(Dataset entries)

--------------------

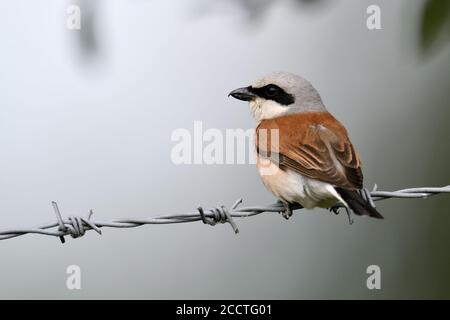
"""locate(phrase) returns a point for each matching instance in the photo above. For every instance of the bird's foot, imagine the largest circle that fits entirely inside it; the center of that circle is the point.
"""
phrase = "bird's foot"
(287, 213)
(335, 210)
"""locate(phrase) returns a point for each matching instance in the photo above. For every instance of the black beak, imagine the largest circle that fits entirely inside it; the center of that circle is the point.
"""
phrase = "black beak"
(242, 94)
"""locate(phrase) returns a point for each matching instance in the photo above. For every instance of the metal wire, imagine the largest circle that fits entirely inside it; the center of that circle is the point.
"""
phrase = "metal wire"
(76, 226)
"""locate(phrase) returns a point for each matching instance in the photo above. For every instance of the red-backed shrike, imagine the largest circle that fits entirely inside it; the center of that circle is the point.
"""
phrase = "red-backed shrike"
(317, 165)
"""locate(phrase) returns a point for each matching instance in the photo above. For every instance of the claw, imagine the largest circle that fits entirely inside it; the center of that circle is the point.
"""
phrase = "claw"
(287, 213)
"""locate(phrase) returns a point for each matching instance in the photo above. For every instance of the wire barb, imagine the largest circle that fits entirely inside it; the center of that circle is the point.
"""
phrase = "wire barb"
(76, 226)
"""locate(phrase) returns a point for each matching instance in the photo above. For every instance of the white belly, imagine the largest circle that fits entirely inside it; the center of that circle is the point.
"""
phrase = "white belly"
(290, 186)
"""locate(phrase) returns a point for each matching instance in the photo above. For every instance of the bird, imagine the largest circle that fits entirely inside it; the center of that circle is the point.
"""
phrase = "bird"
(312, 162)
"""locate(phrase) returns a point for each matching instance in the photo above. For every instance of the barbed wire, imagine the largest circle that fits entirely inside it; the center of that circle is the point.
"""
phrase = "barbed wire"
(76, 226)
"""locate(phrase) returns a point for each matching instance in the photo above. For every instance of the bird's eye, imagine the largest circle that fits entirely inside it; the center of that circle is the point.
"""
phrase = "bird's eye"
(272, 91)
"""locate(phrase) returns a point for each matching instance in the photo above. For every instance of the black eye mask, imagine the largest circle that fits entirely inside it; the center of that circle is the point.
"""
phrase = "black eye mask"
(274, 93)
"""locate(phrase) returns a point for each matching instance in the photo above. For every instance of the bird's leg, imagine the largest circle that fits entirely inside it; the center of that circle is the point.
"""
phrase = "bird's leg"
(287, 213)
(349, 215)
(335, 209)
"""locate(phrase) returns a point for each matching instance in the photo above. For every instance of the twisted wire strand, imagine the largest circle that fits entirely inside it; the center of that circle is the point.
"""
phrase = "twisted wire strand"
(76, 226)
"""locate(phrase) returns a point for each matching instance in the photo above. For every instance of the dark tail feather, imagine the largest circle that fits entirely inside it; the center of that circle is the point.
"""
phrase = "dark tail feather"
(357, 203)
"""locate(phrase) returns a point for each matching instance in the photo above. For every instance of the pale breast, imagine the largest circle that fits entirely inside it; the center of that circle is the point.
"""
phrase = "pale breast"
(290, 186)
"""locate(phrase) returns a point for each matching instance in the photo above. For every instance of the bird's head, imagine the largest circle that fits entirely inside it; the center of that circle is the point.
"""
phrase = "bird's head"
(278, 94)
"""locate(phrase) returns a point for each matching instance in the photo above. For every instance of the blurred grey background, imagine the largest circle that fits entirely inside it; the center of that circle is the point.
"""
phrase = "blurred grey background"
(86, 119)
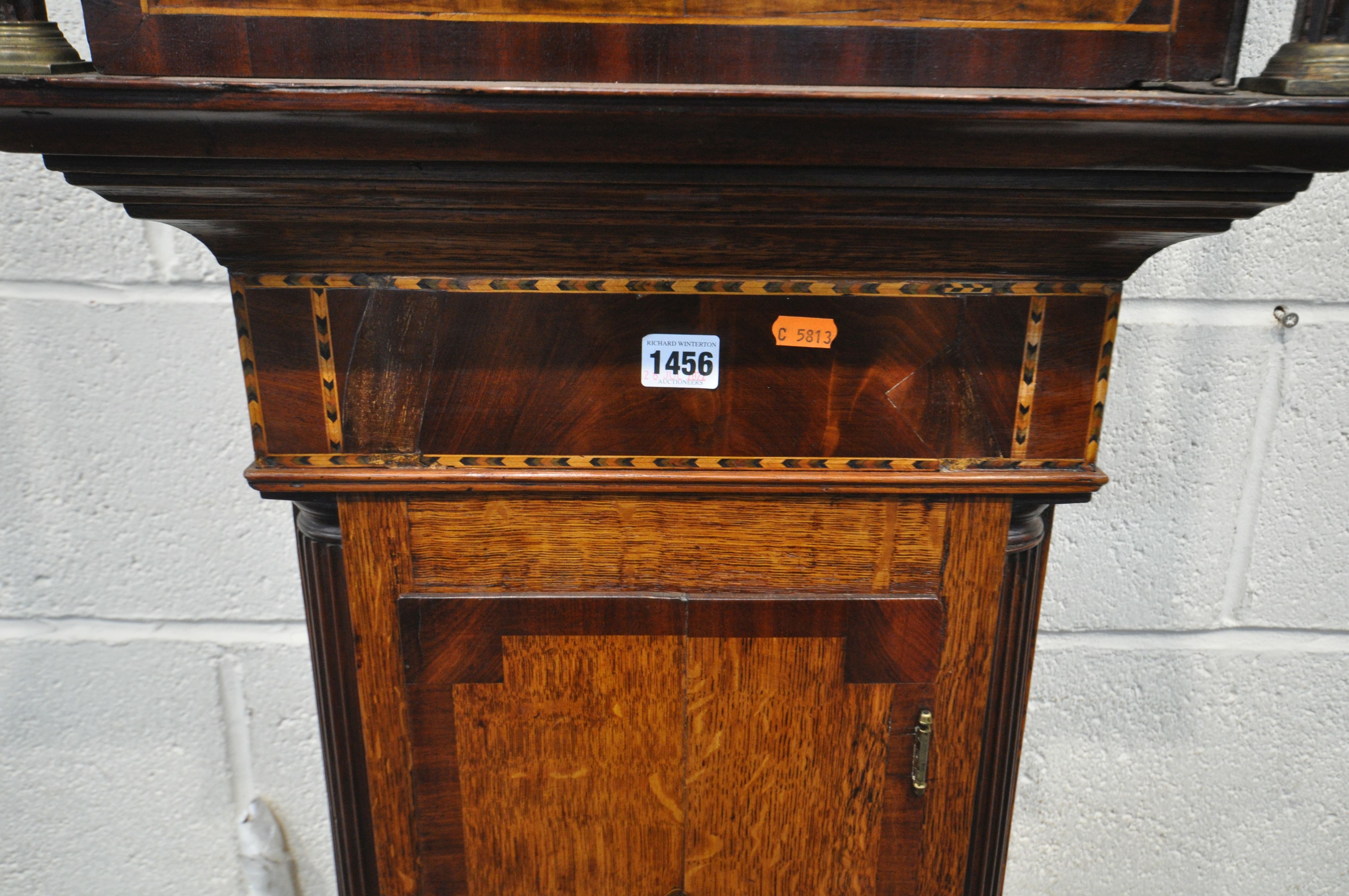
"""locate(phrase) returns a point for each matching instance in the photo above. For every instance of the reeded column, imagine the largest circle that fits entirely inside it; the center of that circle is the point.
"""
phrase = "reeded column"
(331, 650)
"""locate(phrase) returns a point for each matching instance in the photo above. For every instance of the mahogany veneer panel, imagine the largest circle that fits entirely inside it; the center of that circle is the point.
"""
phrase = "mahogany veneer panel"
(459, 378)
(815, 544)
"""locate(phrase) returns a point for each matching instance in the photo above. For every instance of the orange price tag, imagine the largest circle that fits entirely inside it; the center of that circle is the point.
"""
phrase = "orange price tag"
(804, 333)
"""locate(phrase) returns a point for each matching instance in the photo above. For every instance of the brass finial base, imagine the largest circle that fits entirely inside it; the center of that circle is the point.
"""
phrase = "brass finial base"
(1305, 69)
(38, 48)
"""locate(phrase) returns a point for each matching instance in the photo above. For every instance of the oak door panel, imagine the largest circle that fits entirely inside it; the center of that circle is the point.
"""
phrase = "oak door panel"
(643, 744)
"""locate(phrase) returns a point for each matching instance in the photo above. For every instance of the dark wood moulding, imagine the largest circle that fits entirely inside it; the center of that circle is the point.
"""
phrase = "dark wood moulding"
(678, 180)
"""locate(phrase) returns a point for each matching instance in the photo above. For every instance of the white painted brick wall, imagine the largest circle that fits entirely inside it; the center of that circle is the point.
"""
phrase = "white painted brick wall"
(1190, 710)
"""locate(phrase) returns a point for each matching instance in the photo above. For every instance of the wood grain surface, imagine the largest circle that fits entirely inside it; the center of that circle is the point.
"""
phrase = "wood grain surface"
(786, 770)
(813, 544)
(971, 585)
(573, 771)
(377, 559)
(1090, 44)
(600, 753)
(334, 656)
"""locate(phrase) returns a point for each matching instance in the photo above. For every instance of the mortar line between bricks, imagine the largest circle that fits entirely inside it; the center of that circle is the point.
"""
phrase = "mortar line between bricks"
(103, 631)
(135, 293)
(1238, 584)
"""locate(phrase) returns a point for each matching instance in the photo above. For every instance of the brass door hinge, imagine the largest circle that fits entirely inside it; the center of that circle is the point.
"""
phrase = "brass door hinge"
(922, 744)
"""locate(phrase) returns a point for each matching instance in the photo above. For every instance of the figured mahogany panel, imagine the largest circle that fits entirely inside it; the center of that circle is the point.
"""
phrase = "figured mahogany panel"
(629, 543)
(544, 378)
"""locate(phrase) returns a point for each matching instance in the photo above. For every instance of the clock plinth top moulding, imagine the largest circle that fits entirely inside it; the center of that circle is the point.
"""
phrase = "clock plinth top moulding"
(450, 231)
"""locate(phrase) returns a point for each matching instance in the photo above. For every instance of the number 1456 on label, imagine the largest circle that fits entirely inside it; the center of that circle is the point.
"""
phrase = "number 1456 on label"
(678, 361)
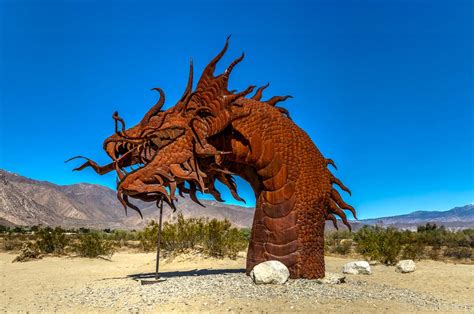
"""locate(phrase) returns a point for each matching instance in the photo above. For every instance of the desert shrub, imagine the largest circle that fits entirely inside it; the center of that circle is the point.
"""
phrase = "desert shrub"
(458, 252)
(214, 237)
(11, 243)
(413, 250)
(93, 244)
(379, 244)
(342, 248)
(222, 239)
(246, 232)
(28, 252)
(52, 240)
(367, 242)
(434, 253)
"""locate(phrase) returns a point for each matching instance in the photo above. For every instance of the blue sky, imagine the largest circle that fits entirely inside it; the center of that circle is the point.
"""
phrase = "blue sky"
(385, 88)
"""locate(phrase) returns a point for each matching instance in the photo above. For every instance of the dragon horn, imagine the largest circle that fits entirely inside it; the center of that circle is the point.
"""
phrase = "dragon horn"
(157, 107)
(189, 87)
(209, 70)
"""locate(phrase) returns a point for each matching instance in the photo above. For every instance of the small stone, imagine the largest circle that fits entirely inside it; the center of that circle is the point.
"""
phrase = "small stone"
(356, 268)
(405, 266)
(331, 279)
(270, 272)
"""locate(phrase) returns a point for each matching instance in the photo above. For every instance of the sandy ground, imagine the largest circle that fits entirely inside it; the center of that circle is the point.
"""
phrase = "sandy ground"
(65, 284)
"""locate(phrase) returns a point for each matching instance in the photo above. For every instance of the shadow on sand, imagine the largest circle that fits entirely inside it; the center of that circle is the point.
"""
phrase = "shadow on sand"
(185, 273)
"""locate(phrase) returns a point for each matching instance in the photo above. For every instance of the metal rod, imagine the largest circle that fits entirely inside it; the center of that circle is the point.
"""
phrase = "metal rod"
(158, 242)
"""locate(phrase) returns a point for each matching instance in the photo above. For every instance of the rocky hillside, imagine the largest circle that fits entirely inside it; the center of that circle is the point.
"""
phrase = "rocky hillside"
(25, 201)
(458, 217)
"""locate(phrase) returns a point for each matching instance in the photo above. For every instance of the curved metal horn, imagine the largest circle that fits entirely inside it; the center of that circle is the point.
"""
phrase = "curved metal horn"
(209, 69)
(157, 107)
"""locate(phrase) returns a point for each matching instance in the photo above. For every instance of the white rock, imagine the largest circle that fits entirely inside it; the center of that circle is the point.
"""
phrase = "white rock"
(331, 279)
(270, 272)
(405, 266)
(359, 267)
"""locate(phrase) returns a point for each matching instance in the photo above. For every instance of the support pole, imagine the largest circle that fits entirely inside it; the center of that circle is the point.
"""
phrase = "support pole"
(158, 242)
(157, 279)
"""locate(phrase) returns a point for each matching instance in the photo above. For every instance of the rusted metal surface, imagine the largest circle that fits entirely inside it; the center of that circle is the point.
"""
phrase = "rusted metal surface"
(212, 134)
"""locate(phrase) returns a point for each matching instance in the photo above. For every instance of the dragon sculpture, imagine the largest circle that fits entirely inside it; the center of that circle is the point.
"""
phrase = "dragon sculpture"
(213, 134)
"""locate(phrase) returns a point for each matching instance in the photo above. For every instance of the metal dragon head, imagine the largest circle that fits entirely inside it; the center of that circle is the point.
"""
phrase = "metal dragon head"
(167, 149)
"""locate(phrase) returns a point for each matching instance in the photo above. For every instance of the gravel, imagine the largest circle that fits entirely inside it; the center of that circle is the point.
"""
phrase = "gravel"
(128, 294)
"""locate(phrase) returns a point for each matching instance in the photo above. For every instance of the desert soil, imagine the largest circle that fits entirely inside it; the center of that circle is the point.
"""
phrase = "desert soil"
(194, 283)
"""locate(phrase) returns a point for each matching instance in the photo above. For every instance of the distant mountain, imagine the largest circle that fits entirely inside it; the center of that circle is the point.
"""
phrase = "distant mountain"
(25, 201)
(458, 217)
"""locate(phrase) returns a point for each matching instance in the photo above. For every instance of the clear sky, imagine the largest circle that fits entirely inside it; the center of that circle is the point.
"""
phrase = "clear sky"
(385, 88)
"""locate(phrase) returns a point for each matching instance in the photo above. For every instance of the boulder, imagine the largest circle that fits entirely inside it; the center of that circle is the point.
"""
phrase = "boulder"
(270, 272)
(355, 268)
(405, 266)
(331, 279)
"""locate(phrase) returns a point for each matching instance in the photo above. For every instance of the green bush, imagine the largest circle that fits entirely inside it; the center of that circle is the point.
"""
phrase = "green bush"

--------------------

## TRY IT
Would you filter the records and copy each line that contains the word "green"?

## RESULT OF THE EXERCISE
"""locate(phrase) returns a point for each matching instance in the photo above. For every instance of the green bush, imagine the largest circle that fits entirely inside it; the center of that circle is the point.
phrase = "green bush"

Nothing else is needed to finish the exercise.